**Exercise directions**
Pick out every line in the entries below that contains the word "stainless", and copy each of those lines in full.

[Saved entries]
[start]
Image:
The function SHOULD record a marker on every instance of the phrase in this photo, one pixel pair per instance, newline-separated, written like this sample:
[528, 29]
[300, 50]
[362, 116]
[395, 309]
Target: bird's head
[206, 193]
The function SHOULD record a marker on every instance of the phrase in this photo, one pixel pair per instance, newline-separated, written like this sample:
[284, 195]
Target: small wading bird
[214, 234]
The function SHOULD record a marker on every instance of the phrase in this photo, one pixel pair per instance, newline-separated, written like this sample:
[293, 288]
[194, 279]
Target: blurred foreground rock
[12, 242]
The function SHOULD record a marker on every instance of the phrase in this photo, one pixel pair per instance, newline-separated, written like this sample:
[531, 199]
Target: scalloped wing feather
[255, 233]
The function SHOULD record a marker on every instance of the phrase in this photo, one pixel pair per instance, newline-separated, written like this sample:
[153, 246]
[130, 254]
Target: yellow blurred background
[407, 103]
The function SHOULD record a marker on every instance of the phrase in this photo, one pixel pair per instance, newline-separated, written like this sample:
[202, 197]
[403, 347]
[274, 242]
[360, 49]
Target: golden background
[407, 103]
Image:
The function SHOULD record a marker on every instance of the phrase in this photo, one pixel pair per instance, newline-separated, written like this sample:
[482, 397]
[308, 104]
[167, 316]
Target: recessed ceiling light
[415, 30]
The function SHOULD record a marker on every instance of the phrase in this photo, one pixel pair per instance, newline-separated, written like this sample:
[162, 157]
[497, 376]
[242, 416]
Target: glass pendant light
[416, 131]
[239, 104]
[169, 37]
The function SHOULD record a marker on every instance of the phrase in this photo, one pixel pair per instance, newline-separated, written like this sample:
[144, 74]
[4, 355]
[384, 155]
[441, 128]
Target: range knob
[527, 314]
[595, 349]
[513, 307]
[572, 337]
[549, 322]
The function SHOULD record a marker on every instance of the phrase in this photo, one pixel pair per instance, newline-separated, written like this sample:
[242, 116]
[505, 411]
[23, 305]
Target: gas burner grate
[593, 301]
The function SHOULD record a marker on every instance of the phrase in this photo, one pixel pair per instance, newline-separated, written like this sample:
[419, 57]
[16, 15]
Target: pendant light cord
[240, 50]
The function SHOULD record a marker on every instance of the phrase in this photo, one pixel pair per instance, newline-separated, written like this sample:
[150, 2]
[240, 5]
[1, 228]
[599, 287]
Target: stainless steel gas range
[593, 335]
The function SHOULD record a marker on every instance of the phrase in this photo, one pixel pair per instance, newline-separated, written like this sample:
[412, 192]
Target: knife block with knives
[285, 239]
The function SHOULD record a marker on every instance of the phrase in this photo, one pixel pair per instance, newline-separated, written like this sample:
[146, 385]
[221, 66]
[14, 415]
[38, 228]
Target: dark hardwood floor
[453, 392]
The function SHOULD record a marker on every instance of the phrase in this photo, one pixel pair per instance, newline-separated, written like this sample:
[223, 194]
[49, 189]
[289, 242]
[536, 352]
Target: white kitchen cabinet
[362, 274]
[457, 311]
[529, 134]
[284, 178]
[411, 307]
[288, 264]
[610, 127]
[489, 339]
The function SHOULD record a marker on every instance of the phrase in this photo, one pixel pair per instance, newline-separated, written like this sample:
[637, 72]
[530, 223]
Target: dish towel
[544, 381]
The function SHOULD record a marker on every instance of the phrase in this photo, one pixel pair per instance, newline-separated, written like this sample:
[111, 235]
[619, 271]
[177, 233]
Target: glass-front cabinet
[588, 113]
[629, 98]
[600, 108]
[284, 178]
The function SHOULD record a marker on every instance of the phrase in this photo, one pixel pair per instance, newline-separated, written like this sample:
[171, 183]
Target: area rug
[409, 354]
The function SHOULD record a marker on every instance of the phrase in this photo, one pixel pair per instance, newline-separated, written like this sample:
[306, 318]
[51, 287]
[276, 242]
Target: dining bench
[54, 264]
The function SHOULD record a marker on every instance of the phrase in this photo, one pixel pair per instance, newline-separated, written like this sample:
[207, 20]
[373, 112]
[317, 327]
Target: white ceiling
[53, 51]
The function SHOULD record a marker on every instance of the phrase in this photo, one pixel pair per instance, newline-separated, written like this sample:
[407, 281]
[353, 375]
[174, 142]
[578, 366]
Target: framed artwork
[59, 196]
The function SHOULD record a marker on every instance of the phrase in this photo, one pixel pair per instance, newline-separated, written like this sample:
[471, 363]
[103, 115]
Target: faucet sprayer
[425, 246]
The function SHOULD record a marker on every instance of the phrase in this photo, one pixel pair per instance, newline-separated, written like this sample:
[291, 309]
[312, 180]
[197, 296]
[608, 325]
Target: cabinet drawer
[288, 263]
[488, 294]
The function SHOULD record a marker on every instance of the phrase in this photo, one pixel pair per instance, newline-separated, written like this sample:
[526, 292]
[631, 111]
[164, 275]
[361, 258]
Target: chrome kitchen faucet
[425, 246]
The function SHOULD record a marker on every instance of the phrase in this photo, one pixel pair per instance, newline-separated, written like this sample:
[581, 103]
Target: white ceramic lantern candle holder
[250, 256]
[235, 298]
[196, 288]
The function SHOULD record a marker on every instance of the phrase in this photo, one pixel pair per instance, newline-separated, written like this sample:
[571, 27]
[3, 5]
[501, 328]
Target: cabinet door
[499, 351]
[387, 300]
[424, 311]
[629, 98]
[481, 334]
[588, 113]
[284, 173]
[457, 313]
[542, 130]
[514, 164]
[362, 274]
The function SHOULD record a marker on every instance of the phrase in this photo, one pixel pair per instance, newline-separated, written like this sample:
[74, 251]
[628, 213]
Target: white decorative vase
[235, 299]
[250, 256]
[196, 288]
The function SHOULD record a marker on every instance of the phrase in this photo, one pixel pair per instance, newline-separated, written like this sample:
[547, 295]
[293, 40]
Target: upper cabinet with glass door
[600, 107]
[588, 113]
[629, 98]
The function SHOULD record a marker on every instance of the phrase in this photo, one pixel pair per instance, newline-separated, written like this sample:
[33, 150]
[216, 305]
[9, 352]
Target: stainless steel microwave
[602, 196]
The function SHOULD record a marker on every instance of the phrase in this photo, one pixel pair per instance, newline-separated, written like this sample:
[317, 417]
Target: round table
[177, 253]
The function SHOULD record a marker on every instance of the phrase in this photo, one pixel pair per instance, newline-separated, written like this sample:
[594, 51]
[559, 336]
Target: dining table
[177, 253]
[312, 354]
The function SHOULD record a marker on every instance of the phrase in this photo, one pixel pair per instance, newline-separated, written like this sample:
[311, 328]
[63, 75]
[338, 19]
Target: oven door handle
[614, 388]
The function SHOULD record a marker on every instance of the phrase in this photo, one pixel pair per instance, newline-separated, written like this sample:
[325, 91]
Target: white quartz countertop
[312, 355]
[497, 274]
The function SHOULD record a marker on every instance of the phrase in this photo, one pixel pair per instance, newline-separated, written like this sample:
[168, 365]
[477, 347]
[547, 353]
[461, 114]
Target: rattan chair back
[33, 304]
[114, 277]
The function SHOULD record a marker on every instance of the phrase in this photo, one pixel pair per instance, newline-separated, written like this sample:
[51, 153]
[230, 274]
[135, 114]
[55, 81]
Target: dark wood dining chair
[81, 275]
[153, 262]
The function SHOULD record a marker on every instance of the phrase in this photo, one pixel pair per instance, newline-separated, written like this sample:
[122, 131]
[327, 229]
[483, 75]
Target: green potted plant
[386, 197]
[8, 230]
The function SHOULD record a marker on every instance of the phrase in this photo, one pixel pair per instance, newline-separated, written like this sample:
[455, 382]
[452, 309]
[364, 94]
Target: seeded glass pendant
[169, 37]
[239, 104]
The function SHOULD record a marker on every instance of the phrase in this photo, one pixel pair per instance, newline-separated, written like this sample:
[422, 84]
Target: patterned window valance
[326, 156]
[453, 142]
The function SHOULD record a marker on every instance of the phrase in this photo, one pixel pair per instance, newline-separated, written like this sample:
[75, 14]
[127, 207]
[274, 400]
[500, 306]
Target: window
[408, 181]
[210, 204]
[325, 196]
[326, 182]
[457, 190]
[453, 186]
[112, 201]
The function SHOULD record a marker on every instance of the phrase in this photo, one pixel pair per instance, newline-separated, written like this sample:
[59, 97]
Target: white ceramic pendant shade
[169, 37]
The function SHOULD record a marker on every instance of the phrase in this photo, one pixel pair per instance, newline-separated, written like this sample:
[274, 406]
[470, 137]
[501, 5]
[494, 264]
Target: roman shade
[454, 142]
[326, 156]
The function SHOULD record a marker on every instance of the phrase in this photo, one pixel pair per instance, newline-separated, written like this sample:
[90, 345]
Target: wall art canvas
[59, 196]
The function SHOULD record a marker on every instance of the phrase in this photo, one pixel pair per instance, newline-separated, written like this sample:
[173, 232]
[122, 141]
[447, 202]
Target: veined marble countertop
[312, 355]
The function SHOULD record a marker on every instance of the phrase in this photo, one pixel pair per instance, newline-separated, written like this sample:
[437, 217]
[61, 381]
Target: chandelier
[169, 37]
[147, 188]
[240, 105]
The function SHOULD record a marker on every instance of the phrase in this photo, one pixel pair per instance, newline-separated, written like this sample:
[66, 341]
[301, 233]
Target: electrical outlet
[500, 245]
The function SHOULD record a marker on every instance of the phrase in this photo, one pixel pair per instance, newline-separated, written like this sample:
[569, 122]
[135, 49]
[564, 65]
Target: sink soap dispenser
[end]
**Response to this exercise**
Target: stainless steel gas range
Target: stainless steel microwave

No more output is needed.